> [PROBLEM DESCRIPTION]: Could you give the records from the line with "Target: potted plant" through the end of the records again, changing "white desk" to "writing table" and leaving everything else unchanged?

> [STORED DATA]:
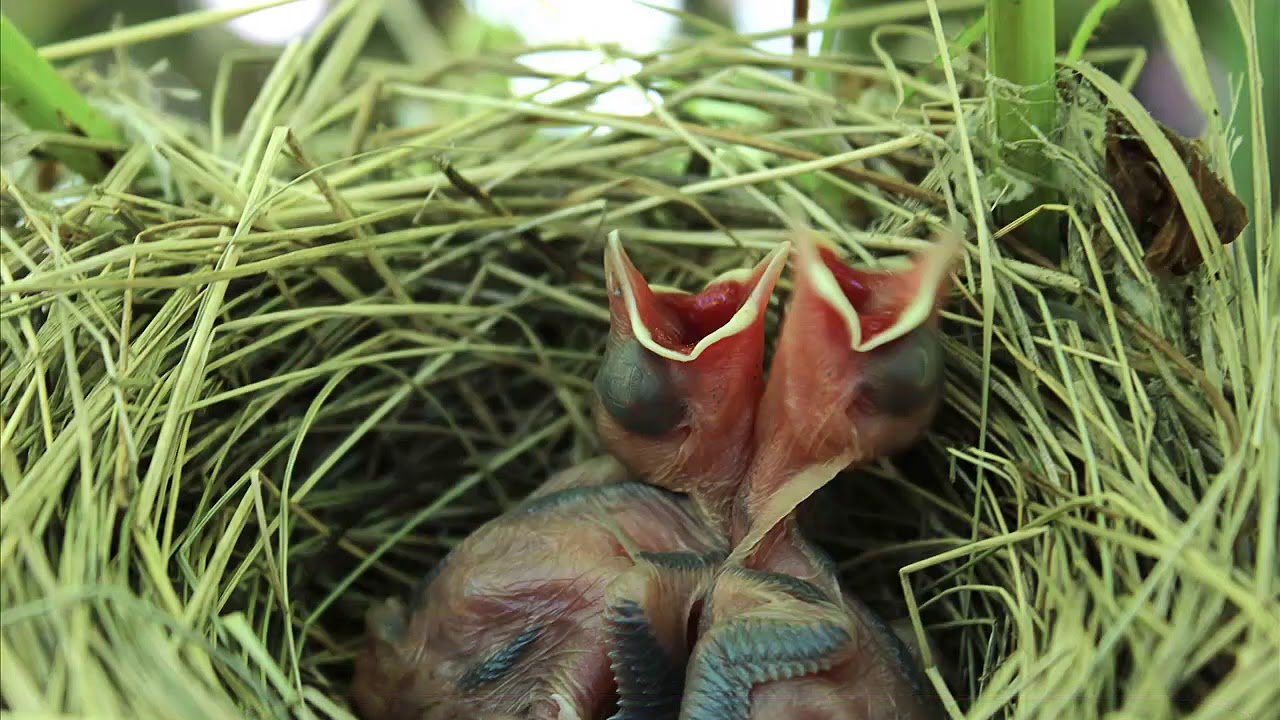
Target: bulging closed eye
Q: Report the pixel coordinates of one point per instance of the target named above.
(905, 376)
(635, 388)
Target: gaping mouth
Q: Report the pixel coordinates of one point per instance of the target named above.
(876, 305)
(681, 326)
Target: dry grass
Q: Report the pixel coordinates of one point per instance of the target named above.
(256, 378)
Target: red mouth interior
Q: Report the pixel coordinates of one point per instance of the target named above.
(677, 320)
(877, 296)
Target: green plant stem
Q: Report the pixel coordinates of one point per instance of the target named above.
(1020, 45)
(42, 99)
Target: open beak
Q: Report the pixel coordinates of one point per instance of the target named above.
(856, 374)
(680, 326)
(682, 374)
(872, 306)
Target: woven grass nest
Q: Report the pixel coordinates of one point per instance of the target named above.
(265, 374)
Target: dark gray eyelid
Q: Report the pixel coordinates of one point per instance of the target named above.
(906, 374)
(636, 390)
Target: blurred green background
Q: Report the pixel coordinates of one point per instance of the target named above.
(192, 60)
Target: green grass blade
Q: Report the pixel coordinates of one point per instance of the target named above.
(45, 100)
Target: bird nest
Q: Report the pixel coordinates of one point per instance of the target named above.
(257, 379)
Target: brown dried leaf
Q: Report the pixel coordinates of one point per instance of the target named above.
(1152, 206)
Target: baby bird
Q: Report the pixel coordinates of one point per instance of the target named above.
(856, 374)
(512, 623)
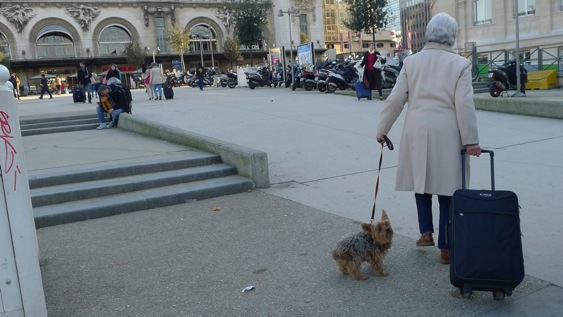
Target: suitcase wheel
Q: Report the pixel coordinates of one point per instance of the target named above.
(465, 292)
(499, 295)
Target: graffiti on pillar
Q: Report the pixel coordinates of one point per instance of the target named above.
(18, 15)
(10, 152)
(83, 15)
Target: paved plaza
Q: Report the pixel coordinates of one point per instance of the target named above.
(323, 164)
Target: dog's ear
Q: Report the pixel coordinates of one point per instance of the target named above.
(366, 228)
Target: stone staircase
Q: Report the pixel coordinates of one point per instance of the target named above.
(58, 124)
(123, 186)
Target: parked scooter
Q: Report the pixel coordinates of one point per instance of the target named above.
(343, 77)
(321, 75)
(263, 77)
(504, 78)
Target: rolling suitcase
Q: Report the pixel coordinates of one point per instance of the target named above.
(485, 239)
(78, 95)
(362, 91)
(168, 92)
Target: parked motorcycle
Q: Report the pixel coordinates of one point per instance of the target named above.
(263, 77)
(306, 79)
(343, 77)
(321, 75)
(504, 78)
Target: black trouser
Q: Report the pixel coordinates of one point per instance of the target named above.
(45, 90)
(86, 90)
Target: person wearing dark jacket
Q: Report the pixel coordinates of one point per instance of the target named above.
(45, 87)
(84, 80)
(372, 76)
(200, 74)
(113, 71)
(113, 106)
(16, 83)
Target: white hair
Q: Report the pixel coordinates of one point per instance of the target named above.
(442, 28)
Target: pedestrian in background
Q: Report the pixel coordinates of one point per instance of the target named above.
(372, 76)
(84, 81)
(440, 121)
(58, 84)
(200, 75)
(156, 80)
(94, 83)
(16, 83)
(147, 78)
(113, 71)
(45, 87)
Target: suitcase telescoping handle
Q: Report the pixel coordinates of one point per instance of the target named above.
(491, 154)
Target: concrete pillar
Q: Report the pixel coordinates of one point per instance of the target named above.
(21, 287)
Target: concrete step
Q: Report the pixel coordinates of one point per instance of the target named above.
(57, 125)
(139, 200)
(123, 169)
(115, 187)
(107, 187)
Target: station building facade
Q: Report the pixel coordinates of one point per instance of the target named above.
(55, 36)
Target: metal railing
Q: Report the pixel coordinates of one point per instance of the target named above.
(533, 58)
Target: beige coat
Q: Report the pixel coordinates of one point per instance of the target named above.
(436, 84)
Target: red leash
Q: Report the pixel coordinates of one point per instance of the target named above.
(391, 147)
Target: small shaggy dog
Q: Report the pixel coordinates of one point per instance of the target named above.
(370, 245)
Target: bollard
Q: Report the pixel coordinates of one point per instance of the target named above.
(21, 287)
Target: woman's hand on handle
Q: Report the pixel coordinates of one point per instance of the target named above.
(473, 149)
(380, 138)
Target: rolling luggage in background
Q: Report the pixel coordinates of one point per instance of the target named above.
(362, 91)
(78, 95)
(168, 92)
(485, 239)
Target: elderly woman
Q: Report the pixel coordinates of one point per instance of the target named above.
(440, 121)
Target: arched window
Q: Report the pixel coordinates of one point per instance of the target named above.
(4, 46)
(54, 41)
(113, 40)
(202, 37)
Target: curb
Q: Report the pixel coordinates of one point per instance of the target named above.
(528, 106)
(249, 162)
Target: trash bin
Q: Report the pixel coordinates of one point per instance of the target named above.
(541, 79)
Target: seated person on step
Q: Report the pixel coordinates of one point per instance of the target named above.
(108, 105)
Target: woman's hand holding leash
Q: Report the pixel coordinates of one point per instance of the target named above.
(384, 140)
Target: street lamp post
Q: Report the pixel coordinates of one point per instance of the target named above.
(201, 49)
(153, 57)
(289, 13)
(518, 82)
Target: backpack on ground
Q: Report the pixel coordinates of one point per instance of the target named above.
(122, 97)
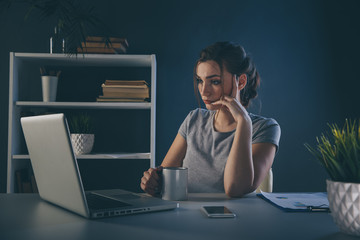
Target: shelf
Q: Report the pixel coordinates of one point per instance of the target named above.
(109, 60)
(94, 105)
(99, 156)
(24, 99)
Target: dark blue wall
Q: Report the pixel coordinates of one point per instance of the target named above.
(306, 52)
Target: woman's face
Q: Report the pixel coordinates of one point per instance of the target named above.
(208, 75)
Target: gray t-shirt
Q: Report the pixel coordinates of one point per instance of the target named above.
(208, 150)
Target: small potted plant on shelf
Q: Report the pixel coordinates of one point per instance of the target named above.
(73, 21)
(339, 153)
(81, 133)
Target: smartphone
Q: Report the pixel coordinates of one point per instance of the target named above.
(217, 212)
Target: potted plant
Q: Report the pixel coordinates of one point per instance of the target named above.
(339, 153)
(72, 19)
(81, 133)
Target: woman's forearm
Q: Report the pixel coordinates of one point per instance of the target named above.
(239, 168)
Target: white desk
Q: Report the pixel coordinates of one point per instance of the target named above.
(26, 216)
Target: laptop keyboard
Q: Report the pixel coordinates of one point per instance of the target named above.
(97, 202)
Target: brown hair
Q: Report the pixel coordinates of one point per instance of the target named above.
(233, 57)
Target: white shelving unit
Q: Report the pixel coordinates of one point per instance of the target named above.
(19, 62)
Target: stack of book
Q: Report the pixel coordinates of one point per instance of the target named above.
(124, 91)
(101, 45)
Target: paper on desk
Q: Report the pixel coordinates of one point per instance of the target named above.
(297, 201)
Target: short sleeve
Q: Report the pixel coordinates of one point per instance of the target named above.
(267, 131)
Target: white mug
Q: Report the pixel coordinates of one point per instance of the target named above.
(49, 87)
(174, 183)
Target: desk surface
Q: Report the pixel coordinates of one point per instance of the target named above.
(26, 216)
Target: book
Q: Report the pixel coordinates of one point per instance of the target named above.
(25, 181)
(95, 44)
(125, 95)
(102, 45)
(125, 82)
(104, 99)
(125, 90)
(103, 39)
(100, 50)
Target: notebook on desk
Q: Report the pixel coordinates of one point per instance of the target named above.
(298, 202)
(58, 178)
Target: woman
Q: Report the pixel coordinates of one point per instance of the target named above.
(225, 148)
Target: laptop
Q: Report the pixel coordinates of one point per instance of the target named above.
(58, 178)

> [SOLUTION FOR THIS TASK]:
Target: potted plant
Q: Report the pixel coordinates of one point per instance of the target named above.
(339, 153)
(72, 19)
(81, 133)
Target: woman's forearm
Q: Report the pixel coordinates of one point per instance of the target named above.
(239, 168)
Target: writing table
Q: Report the pixel coordinates of one point per instance of the target named above.
(26, 216)
Target: laptop keyboard
Q: Report the pixel coordinates of one point per instance of the target named above.
(97, 202)
Target: brown hair
Q: Report the pixel coordinates of one point per instance of the target named above.
(233, 57)
Target: white shelving unit
Q: Report the pixel coordinates of one point per instance of the target named above.
(19, 62)
Target: stack of book
Q: Report the pixel coordinates of one point per instance of the target named above.
(124, 91)
(101, 45)
Target: paper on desk
Q: Report the pixel coordinates of one point per instance of the target named above.
(297, 201)
Target: short sleeve
Q: Report the pixel coordinates of one point per instance of the target named above.
(267, 131)
Target: white mug
Q: Report the pixel coordinates of one point per instance of the target named above.
(49, 87)
(174, 183)
Target: desk surface
Q: Report the pixel coordinates of one point per instance of the target named above.
(26, 216)
Target: book
Q: Report the pixel coordinates of one point per instance of the target named above.
(25, 181)
(95, 44)
(125, 95)
(102, 45)
(125, 82)
(104, 99)
(125, 90)
(103, 39)
(100, 50)
Target: notebook on desk
Q: Report the pixel coordinates of one point per instance of the target named above.
(298, 202)
(58, 178)
Target: woman
Q: Report the pixel coordinates of one point per instance of the target named above.
(225, 148)
Target: laptop
Q: Report the pixel coordinates of one point per instance of the target named above.
(58, 178)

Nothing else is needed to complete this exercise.